**SOURCE DOCUMENT:**
-------------------------

Vonlee had spent August 10, 2000, at Danny's house. They'd had a night out at the casino, gotten pretty drunk, and then had sex when they returned. The following morning, August 11, 2000 (the last morning Don Rogers would awake), Vonlee woke up and asked Danny to take her back to the Rogers house. She wanted to go home and sleep off the previous night's bender.
“I'm hung over as shit,” she told Danny. “I need to go.”
“Yeah, yeah . . . no problem. I take you home,” Danny said in his broken English.
Vonlee grabbed a bottle of cranberry juice from Danny's fridge, poured half of it down the drain, and then added a few inches of vodka from a bottle Danny kept in an entertainment center near his television.
Armed with her morning drink, she told Danny, “Let's go.”
Vonlee didn't speak much as they drove. She drank the cranberry and vodka, hoping to bite the hair of the dog that had mauled her the night before.
Inside the house, Billie Jean was preparing to clean. As Vonlee walked through the door after kissing Danny good-bye and saying she'd call him later, her aunt implored Vonlee to help.

-------------------------

**MATERIAL SUPPLIED:**
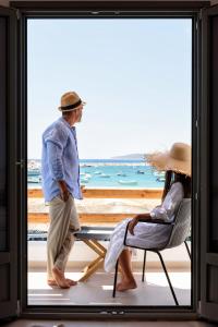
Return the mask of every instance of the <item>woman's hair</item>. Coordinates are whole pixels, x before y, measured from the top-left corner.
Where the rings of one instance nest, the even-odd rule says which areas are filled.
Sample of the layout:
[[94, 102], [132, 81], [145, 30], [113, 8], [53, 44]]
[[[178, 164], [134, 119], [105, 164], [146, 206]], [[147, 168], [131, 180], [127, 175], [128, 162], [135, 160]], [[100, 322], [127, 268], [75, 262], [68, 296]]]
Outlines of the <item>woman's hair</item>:
[[192, 194], [191, 177], [189, 177], [184, 173], [168, 170], [165, 173], [165, 189], [162, 192], [162, 201], [165, 199], [167, 193], [169, 192], [171, 184], [175, 183], [175, 182], [180, 182], [183, 185], [184, 197], [191, 197], [191, 194]]

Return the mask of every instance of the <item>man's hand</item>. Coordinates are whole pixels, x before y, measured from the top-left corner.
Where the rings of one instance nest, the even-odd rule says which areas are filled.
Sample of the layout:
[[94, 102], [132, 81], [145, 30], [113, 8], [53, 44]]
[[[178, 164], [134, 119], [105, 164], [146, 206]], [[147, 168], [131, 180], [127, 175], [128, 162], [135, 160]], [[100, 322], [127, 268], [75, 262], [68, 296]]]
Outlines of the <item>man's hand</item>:
[[130, 232], [132, 235], [134, 235], [134, 228], [135, 228], [135, 226], [137, 225], [137, 222], [138, 222], [137, 216], [134, 217], [134, 218], [129, 222], [128, 230], [129, 230], [129, 232]]
[[58, 183], [59, 183], [59, 187], [61, 190], [61, 198], [62, 198], [62, 201], [66, 202], [70, 196], [70, 192], [66, 187], [66, 184], [64, 181], [58, 181]]

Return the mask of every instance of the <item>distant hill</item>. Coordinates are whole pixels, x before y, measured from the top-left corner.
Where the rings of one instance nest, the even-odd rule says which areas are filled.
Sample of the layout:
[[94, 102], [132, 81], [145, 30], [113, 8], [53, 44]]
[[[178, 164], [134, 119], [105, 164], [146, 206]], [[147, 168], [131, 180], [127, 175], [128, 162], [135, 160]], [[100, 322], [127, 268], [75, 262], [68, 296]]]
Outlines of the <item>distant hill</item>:
[[118, 160], [143, 160], [145, 154], [130, 154], [130, 155], [124, 155], [124, 156], [116, 156], [111, 157], [111, 159], [118, 159]]

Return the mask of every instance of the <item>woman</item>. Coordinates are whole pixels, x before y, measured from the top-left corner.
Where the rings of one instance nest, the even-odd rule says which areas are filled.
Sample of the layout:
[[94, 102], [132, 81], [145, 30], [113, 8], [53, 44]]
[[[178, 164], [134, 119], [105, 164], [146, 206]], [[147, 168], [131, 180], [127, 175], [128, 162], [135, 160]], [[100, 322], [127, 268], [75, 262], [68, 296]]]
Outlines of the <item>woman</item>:
[[147, 249], [165, 246], [171, 226], [141, 221], [150, 219], [172, 221], [183, 197], [191, 197], [190, 145], [174, 143], [170, 152], [149, 155], [147, 161], [156, 169], [166, 171], [161, 205], [155, 207], [150, 213], [135, 216], [132, 220], [125, 219], [116, 227], [105, 258], [105, 269], [106, 271], [112, 270], [119, 258], [121, 282], [117, 286], [118, 291], [137, 287], [131, 268], [132, 251], [123, 245], [126, 225], [130, 222], [128, 245]]

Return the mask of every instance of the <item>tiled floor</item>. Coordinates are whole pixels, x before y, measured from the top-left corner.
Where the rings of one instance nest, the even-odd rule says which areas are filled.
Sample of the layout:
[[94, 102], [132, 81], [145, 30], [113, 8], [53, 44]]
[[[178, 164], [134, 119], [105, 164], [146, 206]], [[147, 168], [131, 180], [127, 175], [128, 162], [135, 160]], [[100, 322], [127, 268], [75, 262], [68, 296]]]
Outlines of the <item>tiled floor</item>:
[[[66, 277], [77, 280], [81, 272], [69, 272]], [[46, 272], [28, 272], [28, 304], [39, 305], [174, 305], [172, 294], [164, 272], [146, 271], [142, 282], [142, 271], [135, 272], [136, 290], [117, 292], [112, 298], [113, 274], [98, 271], [88, 281], [80, 282], [69, 290], [51, 288], [46, 283]], [[189, 271], [170, 271], [170, 278], [181, 305], [191, 304], [191, 275]]]
[[70, 320], [16, 320], [5, 327], [215, 327], [204, 322], [70, 322]]

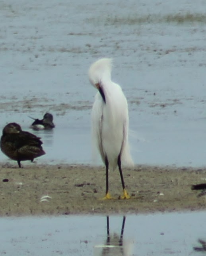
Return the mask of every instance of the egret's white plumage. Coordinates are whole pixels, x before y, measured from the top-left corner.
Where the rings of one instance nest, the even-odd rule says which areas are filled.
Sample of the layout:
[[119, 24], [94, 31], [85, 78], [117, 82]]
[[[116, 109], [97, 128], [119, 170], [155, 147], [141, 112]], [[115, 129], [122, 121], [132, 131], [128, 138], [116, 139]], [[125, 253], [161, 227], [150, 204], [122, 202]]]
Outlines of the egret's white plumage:
[[121, 169], [121, 162], [133, 162], [128, 143], [127, 102], [121, 87], [111, 80], [111, 59], [99, 60], [90, 66], [89, 77], [99, 90], [92, 111], [93, 137], [106, 168], [108, 160], [110, 169], [115, 170], [118, 166]]

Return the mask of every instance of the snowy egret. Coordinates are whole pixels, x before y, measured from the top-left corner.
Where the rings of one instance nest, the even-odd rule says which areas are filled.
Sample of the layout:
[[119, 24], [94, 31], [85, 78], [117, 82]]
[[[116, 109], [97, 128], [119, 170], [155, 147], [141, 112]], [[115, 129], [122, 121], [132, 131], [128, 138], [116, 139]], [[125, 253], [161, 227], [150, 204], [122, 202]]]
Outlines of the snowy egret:
[[41, 120], [35, 119], [30, 116], [29, 117], [35, 120], [31, 126], [31, 128], [33, 130], [47, 130], [52, 129], [55, 127], [53, 123], [53, 115], [50, 113], [47, 112]]
[[17, 161], [21, 168], [21, 161], [30, 160], [45, 154], [41, 145], [41, 138], [21, 130], [16, 123], [10, 123], [3, 129], [0, 146], [2, 152]]
[[93, 138], [106, 167], [106, 195], [109, 192], [109, 169], [118, 166], [123, 195], [130, 198], [125, 189], [121, 167], [122, 162], [132, 164], [128, 142], [128, 114], [126, 99], [120, 86], [111, 80], [112, 60], [102, 59], [89, 70], [89, 81], [99, 91], [91, 113]]

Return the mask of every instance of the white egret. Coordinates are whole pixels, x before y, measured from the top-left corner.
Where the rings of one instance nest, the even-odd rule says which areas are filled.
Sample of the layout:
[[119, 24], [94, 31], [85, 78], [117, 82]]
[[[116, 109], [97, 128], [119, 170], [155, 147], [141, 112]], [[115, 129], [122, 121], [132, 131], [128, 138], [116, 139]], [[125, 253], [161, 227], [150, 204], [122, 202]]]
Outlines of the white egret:
[[122, 199], [130, 198], [124, 182], [122, 162], [132, 164], [128, 143], [128, 114], [126, 99], [119, 84], [111, 80], [112, 59], [102, 59], [89, 70], [89, 81], [99, 91], [91, 113], [93, 137], [106, 167], [106, 195], [109, 192], [109, 169], [118, 166], [123, 190]]

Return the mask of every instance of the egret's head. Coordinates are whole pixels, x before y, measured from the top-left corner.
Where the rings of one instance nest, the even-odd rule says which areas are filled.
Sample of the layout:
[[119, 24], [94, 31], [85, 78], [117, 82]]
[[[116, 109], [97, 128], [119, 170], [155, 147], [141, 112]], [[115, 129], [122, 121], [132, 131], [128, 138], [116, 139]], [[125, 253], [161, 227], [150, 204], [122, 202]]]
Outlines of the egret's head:
[[111, 59], [101, 59], [92, 64], [89, 70], [90, 83], [99, 90], [101, 82], [105, 79], [111, 79]]

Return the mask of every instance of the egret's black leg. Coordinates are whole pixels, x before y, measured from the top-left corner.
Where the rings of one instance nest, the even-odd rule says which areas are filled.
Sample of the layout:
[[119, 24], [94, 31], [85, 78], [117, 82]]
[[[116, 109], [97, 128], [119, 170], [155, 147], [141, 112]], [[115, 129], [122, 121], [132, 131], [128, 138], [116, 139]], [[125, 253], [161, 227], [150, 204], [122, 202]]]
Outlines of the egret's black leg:
[[19, 168], [21, 168], [21, 162], [20, 162], [20, 160], [18, 159], [18, 160], [17, 160], [17, 162], [18, 163], [18, 164], [19, 165]]
[[106, 166], [106, 194], [109, 192], [109, 162], [107, 156], [105, 158], [105, 166]]
[[109, 193], [109, 161], [107, 156], [105, 158], [105, 165], [106, 166], [106, 195], [103, 199], [113, 199], [113, 197]]
[[117, 159], [117, 164], [118, 165], [118, 167], [119, 168], [119, 174], [120, 174], [120, 177], [121, 178], [121, 181], [122, 182], [122, 186], [123, 188], [123, 192], [124, 193], [124, 195], [121, 197], [121, 198], [122, 199], [128, 199], [130, 198], [130, 197], [127, 193], [127, 192], [125, 189], [124, 178], [123, 178], [122, 171], [122, 167], [121, 166], [121, 156], [120, 155], [120, 154], [119, 154]]

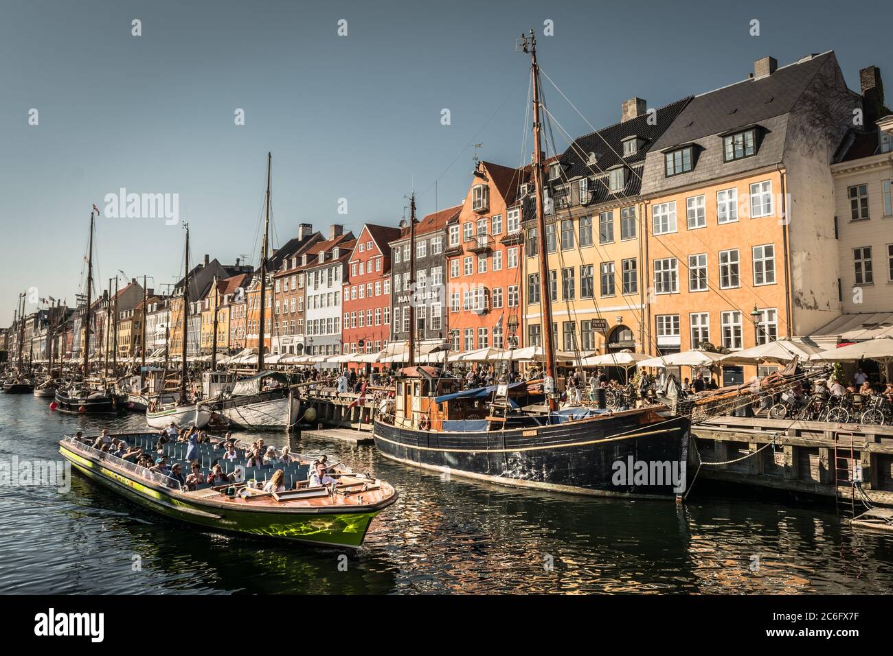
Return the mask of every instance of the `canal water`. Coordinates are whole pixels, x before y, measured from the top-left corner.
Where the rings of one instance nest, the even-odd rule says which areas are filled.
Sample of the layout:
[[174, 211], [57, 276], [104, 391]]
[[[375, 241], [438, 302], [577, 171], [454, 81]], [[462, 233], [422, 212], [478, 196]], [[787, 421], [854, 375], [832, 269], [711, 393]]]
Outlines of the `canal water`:
[[[64, 432], [140, 430], [136, 414], [63, 415], [0, 394], [0, 461], [59, 460]], [[284, 433], [263, 436], [284, 444]], [[138, 593], [771, 593], [893, 591], [893, 539], [841, 527], [833, 502], [696, 485], [689, 502], [503, 488], [305, 438], [389, 481], [399, 501], [347, 552], [227, 537], [154, 515], [73, 474], [71, 489], [0, 487], [0, 591]]]

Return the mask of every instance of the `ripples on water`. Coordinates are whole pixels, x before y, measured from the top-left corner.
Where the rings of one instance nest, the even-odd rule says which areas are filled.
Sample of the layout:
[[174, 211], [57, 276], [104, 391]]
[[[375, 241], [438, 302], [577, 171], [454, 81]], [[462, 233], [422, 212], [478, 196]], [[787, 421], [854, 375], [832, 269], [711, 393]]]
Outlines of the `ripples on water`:
[[[0, 459], [60, 458], [63, 432], [142, 430], [143, 418], [53, 412], [0, 394]], [[284, 444], [284, 433], [246, 434]], [[833, 504], [703, 495], [578, 498], [448, 479], [372, 446], [308, 438], [389, 481], [399, 501], [338, 569], [336, 551], [204, 533], [78, 475], [71, 489], [0, 487], [5, 593], [889, 593], [893, 539], [841, 528]], [[741, 493], [736, 493], [740, 494]], [[757, 563], [755, 570], [751, 568]]]

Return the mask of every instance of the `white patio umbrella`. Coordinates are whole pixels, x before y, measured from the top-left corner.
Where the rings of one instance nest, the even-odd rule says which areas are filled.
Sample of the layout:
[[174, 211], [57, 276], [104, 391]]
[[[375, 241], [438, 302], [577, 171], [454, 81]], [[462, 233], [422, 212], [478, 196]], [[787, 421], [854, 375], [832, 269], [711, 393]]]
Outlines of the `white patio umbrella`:
[[795, 356], [805, 360], [811, 355], [821, 353], [822, 349], [810, 346], [803, 342], [790, 339], [778, 339], [757, 346], [746, 348], [729, 353], [722, 358], [722, 364], [759, 364], [760, 362], [789, 362]]
[[710, 351], [682, 351], [678, 353], [670, 353], [662, 357], [649, 358], [636, 362], [639, 369], [647, 367], [710, 367], [722, 360], [722, 353], [714, 353]]
[[883, 364], [893, 362], [893, 338], [875, 337], [864, 342], [849, 344], [814, 353], [809, 360], [822, 362], [855, 362], [863, 358]]

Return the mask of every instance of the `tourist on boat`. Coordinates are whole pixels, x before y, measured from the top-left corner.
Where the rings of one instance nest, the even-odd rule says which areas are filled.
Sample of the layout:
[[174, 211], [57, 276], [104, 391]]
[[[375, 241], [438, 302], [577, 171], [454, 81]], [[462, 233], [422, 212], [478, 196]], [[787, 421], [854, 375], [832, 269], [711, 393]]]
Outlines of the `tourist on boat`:
[[310, 482], [307, 484], [307, 486], [323, 487], [330, 484], [335, 485], [336, 483], [338, 483], [338, 481], [326, 473], [326, 466], [322, 462], [317, 462], [316, 469], [310, 476]]
[[186, 489], [191, 492], [198, 487], [198, 486], [204, 483], [205, 477], [202, 476], [202, 469], [198, 466], [197, 462], [193, 462], [189, 466], [189, 469], [191, 471], [189, 472], [189, 475], [186, 477]]
[[167, 473], [167, 477], [178, 481], [181, 486], [186, 485], [186, 479], [183, 478], [183, 468], [179, 463], [171, 468], [171, 471]]
[[219, 464], [215, 464], [211, 468], [211, 473], [208, 474], [207, 478], [205, 478], [205, 483], [210, 483], [212, 486], [222, 486], [226, 483], [231, 482], [232, 476], [225, 474], [223, 472], [223, 468]]
[[226, 453], [223, 453], [223, 460], [225, 461], [234, 461], [238, 460], [238, 453], [236, 453], [236, 445], [231, 442], [226, 447]]
[[270, 480], [263, 486], [264, 492], [285, 492], [285, 474], [282, 469], [276, 469]]
[[263, 456], [261, 455], [261, 452], [257, 449], [252, 452], [251, 457], [248, 458], [248, 461], [245, 463], [246, 467], [263, 467]]
[[196, 462], [198, 461], [198, 431], [193, 430], [189, 433], [189, 436], [187, 437], [187, 442], [189, 446], [186, 450], [186, 460], [189, 462]]
[[267, 453], [263, 454], [263, 464], [275, 465], [279, 461], [279, 458], [276, 456], [276, 447], [272, 445], [268, 446]]

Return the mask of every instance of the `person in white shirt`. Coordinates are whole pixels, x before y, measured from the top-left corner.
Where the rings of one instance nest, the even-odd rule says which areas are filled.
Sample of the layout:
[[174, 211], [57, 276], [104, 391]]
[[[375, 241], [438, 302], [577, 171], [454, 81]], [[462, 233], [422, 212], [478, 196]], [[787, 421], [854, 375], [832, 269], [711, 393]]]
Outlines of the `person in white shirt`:
[[844, 387], [839, 380], [835, 380], [834, 385], [831, 386], [830, 389], [831, 394], [834, 396], [846, 396], [847, 388]]
[[335, 485], [338, 481], [326, 473], [326, 466], [321, 462], [316, 463], [316, 470], [310, 477], [308, 487], [322, 487], [330, 484]]
[[264, 492], [285, 492], [285, 474], [282, 473], [282, 469], [276, 469], [273, 475], [267, 481], [266, 485], [263, 486]]

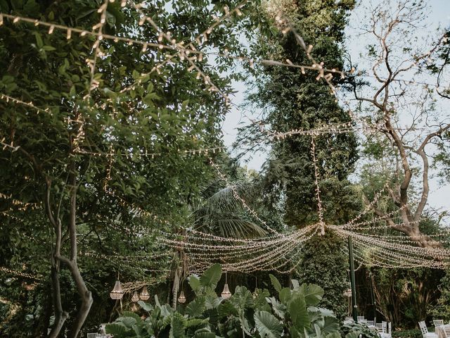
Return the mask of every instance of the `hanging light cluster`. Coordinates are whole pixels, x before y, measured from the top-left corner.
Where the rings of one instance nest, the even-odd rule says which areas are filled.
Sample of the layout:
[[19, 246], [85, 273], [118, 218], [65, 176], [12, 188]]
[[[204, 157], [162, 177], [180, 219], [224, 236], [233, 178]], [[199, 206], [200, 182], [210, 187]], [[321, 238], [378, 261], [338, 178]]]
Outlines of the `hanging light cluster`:
[[146, 285], [144, 285], [143, 287], [142, 288], [142, 291], [141, 292], [139, 297], [143, 301], [146, 301], [150, 298], [150, 294], [147, 291], [147, 287]]
[[[117, 276], [117, 280], [115, 281], [115, 284], [114, 284], [114, 288], [112, 291], [110, 292], [110, 296], [112, 299], [122, 299], [124, 296], [124, 292], [122, 288], [122, 285], [120, 284], [120, 281], [119, 280], [119, 277]], [[139, 294], [138, 294], [137, 292], [134, 292], [133, 296], [131, 296], [131, 301], [133, 303], [136, 303], [139, 299], [143, 301], [146, 301], [150, 298], [150, 294], [148, 291], [147, 291], [147, 286], [144, 285], [142, 288], [142, 291]]]
[[112, 299], [122, 299], [124, 296], [124, 290], [122, 289], [120, 282], [119, 280], [115, 281], [114, 284], [114, 289], [110, 292], [110, 297]]
[[180, 304], [184, 304], [184, 303], [186, 303], [186, 296], [184, 296], [184, 292], [183, 290], [181, 290], [181, 292], [180, 292], [180, 295], [178, 297], [178, 302]]
[[139, 295], [138, 294], [138, 293], [135, 291], [134, 294], [133, 294], [133, 296], [131, 297], [131, 301], [134, 303], [136, 303], [136, 301], [138, 301], [139, 300]]
[[231, 296], [231, 292], [230, 292], [230, 289], [228, 287], [228, 282], [226, 280], [226, 271], [225, 272], [225, 285], [224, 285], [224, 290], [222, 293], [220, 294], [220, 296], [224, 299], [229, 299]]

-------------------------

**PROBLEM TO WORK ON:**
Do the following statements agree with the passage about Vonlee's morning at Danny's? For each, answer yes or no and quote the words from the passage that decide it.
(a) Vonlee poured all of the cranberry juice down the drain before adding vodka.
(b) Vonlee said little during the drive.
(c) Billie Jean was getting ready to clean when Vonlee came into the house.

**EXERCISE ANSWER:**
(a) No: "poured half of it down the drain"
(b) Yes: "Vonlee didn't speak much as they drove."
(c) Yes: "Inside the house, Billie Jean was preparing to clean."